__Directions for this task__:
Count the lines in the records below that contain the string "cherry", treating uppercase and lowercase as different, and give only the number.

___ Material for this exercise ___

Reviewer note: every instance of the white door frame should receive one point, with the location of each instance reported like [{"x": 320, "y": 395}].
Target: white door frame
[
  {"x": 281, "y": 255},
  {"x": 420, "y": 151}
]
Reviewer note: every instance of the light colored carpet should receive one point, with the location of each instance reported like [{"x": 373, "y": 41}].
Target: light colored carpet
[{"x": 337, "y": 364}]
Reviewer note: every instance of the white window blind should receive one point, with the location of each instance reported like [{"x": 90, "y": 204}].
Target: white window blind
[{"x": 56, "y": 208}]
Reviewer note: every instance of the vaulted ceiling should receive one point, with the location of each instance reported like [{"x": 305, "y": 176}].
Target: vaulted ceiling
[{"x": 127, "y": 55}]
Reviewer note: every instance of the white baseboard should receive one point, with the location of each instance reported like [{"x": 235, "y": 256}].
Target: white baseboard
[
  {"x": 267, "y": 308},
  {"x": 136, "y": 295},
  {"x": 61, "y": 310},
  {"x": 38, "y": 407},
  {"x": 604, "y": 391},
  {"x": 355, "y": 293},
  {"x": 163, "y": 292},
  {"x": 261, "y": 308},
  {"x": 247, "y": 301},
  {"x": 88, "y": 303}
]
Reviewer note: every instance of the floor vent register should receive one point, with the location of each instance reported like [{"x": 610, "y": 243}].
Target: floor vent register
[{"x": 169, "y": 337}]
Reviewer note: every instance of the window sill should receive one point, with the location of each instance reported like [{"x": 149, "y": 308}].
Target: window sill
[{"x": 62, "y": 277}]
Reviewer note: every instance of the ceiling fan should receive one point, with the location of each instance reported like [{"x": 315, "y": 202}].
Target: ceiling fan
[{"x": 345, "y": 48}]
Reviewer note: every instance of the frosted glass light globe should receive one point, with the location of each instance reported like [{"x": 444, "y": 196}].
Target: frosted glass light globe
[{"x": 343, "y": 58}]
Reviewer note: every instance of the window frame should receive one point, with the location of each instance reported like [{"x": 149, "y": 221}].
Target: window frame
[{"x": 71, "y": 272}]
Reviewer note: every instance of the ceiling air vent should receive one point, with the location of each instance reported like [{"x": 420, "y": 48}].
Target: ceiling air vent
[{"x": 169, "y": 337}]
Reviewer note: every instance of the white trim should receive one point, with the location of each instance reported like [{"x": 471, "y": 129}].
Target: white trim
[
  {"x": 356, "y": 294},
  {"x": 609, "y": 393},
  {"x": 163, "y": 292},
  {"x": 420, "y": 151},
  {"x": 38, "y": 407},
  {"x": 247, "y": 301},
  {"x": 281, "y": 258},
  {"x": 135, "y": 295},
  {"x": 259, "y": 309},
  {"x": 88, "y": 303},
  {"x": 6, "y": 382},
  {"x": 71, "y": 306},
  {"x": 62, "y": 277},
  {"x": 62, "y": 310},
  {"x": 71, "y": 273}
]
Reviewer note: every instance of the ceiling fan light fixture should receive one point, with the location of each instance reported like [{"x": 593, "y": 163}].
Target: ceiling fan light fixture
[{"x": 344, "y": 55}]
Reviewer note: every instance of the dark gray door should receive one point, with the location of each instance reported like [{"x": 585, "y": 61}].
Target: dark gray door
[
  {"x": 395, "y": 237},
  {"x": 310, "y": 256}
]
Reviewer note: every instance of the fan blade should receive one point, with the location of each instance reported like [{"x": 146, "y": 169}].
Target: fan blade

___
___ Material for this exercise ___

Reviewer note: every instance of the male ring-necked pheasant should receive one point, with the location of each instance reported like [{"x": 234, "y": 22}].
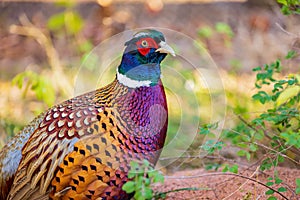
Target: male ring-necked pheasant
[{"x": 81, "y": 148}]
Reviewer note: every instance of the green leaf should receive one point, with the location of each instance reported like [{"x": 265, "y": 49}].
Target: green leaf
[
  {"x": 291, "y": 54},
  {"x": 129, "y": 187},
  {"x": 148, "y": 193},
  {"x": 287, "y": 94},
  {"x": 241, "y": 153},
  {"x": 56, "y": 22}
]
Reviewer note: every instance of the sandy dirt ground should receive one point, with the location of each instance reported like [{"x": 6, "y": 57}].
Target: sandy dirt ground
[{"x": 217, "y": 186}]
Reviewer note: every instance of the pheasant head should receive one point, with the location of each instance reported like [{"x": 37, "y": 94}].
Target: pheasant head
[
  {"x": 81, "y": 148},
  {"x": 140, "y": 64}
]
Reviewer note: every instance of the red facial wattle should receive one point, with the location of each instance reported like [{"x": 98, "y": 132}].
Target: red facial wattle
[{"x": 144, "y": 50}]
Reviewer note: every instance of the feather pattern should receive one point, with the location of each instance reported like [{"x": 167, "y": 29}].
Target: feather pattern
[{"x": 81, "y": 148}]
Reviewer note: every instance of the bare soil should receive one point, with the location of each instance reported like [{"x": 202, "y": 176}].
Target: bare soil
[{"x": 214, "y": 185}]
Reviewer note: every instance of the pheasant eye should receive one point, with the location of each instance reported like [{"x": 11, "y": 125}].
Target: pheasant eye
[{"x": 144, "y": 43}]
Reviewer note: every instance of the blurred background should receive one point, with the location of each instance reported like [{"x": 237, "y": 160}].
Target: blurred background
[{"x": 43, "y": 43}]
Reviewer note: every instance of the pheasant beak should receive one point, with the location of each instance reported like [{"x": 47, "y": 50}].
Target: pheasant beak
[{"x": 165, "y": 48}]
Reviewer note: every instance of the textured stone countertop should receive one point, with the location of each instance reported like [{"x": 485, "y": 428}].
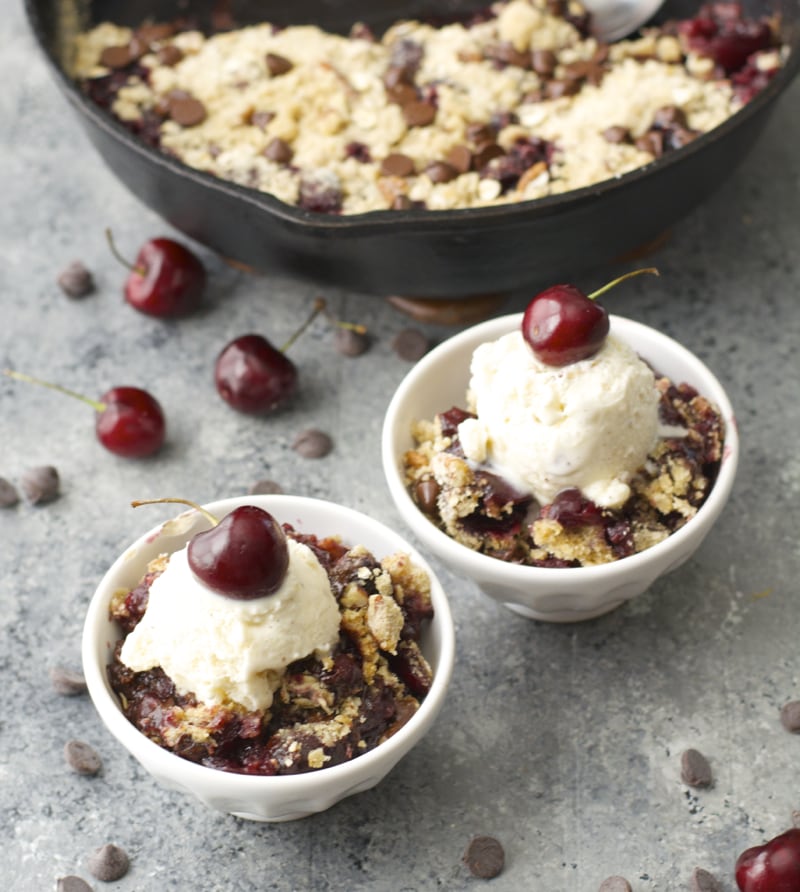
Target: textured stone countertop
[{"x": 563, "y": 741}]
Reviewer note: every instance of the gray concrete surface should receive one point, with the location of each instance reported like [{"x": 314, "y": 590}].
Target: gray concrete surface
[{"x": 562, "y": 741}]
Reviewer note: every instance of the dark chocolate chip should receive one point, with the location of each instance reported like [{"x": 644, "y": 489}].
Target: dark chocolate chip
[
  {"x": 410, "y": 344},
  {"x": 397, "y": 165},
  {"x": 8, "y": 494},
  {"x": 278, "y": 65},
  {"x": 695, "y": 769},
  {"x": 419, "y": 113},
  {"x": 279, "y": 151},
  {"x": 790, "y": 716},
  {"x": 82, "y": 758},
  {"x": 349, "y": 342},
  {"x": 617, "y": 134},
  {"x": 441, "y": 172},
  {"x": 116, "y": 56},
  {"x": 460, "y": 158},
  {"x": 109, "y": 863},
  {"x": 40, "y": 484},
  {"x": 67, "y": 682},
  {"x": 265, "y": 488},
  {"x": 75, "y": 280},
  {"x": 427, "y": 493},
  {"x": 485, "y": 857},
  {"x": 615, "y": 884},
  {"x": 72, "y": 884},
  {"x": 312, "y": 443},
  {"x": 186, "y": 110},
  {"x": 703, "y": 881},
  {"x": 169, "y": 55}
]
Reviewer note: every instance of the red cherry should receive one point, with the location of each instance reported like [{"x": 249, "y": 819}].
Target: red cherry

___
___ Material for this exercise ___

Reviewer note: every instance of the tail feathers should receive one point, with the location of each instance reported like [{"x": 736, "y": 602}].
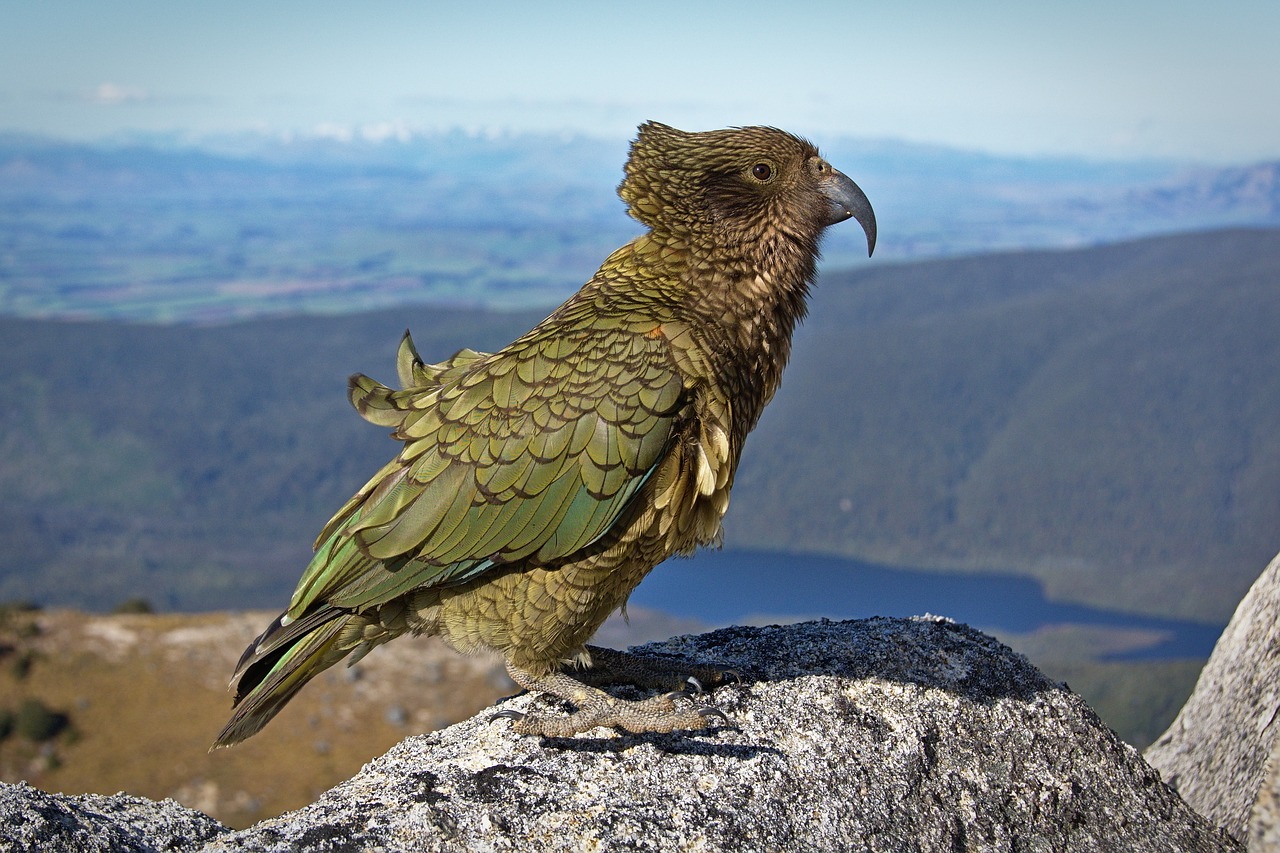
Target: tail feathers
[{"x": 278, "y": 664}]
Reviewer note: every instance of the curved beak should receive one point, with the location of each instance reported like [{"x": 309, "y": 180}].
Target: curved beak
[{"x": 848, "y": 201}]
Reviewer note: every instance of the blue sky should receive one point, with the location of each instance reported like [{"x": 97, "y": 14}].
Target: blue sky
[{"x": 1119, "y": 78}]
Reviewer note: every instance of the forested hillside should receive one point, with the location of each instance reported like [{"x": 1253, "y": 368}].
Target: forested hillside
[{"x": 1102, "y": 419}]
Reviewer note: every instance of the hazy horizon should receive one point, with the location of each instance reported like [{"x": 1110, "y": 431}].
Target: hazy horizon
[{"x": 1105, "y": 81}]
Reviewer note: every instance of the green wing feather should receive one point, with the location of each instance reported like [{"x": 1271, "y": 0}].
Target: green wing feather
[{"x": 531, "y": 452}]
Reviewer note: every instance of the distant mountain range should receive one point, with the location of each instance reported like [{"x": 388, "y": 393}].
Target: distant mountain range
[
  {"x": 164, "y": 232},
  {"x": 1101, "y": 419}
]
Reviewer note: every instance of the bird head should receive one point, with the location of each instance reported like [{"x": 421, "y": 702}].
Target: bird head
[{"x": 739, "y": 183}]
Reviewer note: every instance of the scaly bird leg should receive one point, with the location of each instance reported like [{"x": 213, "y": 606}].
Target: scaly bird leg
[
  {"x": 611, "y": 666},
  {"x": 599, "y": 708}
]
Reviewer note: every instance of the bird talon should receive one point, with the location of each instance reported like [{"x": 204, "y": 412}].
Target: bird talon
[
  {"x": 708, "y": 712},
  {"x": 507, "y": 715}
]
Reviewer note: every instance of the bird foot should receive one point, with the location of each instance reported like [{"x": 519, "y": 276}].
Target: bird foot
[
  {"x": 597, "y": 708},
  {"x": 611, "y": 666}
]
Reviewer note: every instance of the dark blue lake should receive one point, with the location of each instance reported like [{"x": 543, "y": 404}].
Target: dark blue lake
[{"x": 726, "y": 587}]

___

__In response__:
2